- [Given passage]
Multiple causes may lead to the same hazardous event; and, therefore, multiple
event scenarios may initiate action of one IPL.
Independence
An IPL is independent of the other protection
layers associated with the identified danger.
Dependability
It can be counted on to do what it was
designed to do. Both random and systematic failures modes are addressed in the
design.
Auditability
It is designed to facilitate regular
validation of the protective functions. Proof testing and maintenance of the
safety system is necessary. Only those protection layers that meet the tests of
availability, specificity, independence, dependability, and auditability are
classified as Independent Protection Layers.
19. Decision Tree
Decision trees are
a simple, but powerful form of multiple variable analysis, which provide unique
capabilities to supplement, complement, and substitute for traditional
statistical forms of analysis (such as multiple linear regression) with variety
of data mining tools and techniques (such as neural networks) as well as
recently developed multidimensional forms of reporting and analysis found in
the field of business intelligence. A decision tree is a graph that uses a
branching method to illustrate every possible outcome of a decision. Decision
tree builds classification or regression models in the form of a tree structure,
which breaks down a data-set into smaller and smaller subsets while at the same
time an associated decision tree is incrementally developed. The final result
is a tree with decision nodes and leaf nodes, where a decision
node (e.g., Outlook) has two or more branches (e.g., Sunny, Overcast and
Rainy). Leaf node (e.g., Play) represents a classification or decision, whereas
the topmost decision node in a tree which corresponds to the best predictor
called root node.

- [Set of tasks]
1) Using the passage on protection layers and decision trees, decide whether each statement agrees with it: (a) an IPL is independent of the other protection layers tied to the identified danger; (b) a decision node has exactly one branch; (c) the root node is the topmost decision node, which corresponds to the best predictor. Answer yes or no for each and quote the deciding words.
2) Resize the entries from the start of the entries through the line containing "[(21, 261)]", both ends included. Write all those lines again, requests included, multiply every pixel coordinate in the answers by 0.7, round to whole numbers with halves going up, and leave the pictures out.

[Dataset rows]
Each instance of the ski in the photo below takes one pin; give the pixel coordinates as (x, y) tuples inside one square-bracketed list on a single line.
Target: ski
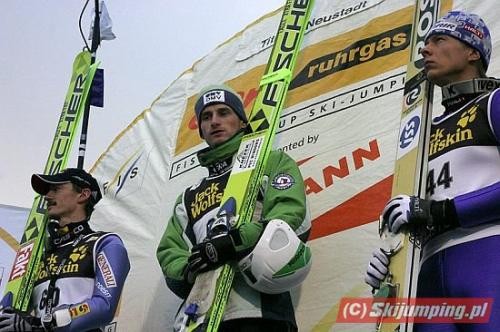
[(411, 166), (25, 266), (207, 300)]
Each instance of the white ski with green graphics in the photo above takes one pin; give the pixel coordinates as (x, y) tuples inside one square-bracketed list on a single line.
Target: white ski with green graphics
[(26, 263), (211, 290), (411, 166)]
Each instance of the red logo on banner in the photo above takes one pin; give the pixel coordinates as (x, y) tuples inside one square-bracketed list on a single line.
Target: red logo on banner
[(21, 261)]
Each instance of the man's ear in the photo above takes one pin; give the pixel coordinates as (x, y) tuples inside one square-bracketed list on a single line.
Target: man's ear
[(85, 195)]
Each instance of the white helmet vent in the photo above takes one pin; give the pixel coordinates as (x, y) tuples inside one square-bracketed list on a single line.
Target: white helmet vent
[(279, 240)]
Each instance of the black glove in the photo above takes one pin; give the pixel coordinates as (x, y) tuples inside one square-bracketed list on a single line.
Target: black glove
[(15, 321), (417, 213), (209, 255)]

- [Task responses]
1)
(a) Yes: "An IPL is independent of the other protection layers associated with the identified danger."
(b) No: "a decision node (e.g., Outlook) has two or more branches"
(c) Yes: "the topmost decision node in a tree which corresponds to the best predictor called root node"

2)
Each instance of the ski in the photo below takes one pin; give the pixel coordinates as (x, y) tuples inside one square-bracketed list on a single line.
Target: ski
[(288, 116), (18, 186), (145, 210)]
Each instance of the white ski with green graphics in the photo above takes one pin; give the pixel coordinates as (x, y) tuples inside one square-bracketed list on a single line.
Target: white ski with green graphics
[(18, 184), (148, 203), (288, 116)]
Each instance of the red logo on banner in the photo above takes one pin; give the pixel coordinates as (x, y) tuples inside one square-bracketed list on a single line.
Target: red logo on banner
[(15, 183)]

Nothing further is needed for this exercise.